> [EXTRACT PROVIDED]:
Let $X$ and $Y$ be topological spaces and let $A$ be a non-empty closed subset of $X$. Assume that $X$ and $Y$ are disjoint and that a continuous function $f : A \to Y$ is given. Form the set $(X - A) \cup Y$ and define a function $\varphi: X \cup Y \to (X - A) \cup Y$ by $\varphi(x) = f(x)$ for $x \in A$, $\varphi(x) = x$ for $x \in X - A$, and $\varphi(y) = y$ for $y \in Y$. Give $X \cup Y$ the topology in which a set is open (or closed) if and only if its intersections with $X$ and $Y$ are both open (or closed). $\varphi$ is onto. Let $X \cup_f Y$ be the set $(X - A) \cup Y$ with the identification topology defined by $\varphi$.

[Region labeling entries]
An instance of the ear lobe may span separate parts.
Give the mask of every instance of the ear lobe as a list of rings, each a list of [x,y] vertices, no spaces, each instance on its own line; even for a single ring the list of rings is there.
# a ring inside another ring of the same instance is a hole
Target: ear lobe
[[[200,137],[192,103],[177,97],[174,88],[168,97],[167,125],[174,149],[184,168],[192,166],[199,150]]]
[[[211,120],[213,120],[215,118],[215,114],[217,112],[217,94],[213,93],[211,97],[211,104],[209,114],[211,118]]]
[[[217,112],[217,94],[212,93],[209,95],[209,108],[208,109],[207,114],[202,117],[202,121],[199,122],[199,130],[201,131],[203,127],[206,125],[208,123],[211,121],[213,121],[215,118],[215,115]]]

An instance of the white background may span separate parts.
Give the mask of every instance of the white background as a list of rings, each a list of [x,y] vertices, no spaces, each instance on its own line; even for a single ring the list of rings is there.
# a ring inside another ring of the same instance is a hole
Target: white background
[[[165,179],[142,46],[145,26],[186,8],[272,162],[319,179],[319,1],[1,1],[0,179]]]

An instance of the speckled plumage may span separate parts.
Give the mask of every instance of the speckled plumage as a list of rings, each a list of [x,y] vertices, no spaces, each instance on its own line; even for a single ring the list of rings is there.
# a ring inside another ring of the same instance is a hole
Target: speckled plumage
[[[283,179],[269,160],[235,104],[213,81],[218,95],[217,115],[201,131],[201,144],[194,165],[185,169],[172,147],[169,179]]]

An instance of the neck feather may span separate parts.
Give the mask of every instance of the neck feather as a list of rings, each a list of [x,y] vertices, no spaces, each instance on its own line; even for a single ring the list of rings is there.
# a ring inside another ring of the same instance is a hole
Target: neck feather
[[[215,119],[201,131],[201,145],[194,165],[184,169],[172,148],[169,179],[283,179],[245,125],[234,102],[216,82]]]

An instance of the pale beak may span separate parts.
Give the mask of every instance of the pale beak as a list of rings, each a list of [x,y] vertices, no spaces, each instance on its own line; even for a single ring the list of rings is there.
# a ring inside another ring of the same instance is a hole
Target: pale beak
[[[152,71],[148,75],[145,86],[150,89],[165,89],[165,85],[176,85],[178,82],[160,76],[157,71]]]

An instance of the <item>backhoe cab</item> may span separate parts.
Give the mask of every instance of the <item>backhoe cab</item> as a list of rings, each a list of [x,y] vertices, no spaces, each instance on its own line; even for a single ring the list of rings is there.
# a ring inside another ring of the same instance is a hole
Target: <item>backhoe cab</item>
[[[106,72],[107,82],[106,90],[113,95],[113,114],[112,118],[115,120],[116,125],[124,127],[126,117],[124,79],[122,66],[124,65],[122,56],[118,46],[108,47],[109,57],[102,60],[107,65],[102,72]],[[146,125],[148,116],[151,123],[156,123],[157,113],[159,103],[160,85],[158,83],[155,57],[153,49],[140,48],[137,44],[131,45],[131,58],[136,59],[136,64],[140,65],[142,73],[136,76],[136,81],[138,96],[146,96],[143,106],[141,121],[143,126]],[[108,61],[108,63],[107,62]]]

> [BRIEF 1]: In the adjunction-space passage, which topology is given to the set $(X - A) \cup Y$ to form $X \cup_f Y$?
> [BRIEF 2]: Quote the adjunction-space passage between "Let $X$ and" and "defined by $\varphi$.", inclusive.
> [BRIEF 3]: Continue the adjunction-space passage from the point at which it ends.

> [RIGHT ANSWER 1]: The identification topology defined by $\varphi$.

> [RIGHT ANSWER 2]:
Let $X$ and $Y$ be topological spaces and let $A$ be a non-empty closed subset of $X$. Assume that $X$ and $Y$ are disjoint and that a continuous function $f : A \to Y$ is given. Form the set $(X - A) \cup Y$ and define a function $\varphi: X \cup Y \to (X - A) \cup Y$ by $\varphi(x) = f(x)$ for $x \in A$, $\varphi(x) = x$ for $x \in X - A$, and $\varphi(y) = y$ for $y \in Y$. Give $X \cup Y$ the topology in which a set is open (or closed) if and only if its intersections with $X$ and $Y$ are both open (or closed). $\varphi$ is onto. Let $X \cup_f Y$ be the set $(X - A) \cup Y$ with the identification topology defined by $\varphi$.

> [RIGHT ANSWER 3]:
Let $I^2$ be the unit square in $\mathbb{R}^2$ and let $A$ be the union of its two vertical edges. Let $Y = [0, 1]$ be the unit interval. Define $f : I^2 \to Y$ by $f(x, y) = y$. Then $I^2 \cup_f Y$ is a cylinder formed by identifying the two vertical edges of $I^2$.

I don't understand how $I^2 \cup_f Y$ can be a cylinder. The set is equal to $(I^2 - A) \cup Y$. Which is a union of a subset of $\mathbb{R}^2$ and $[0, 1]$. How can this be a cylinder?

The book has an exercise that constructs a torus in a similar manner. I'm hoping to be able to solve it once I understand this example.

I looked up some examples online. While I understand the definitions and theorems of identification topologies, I have no clue how geometric objects are constructed.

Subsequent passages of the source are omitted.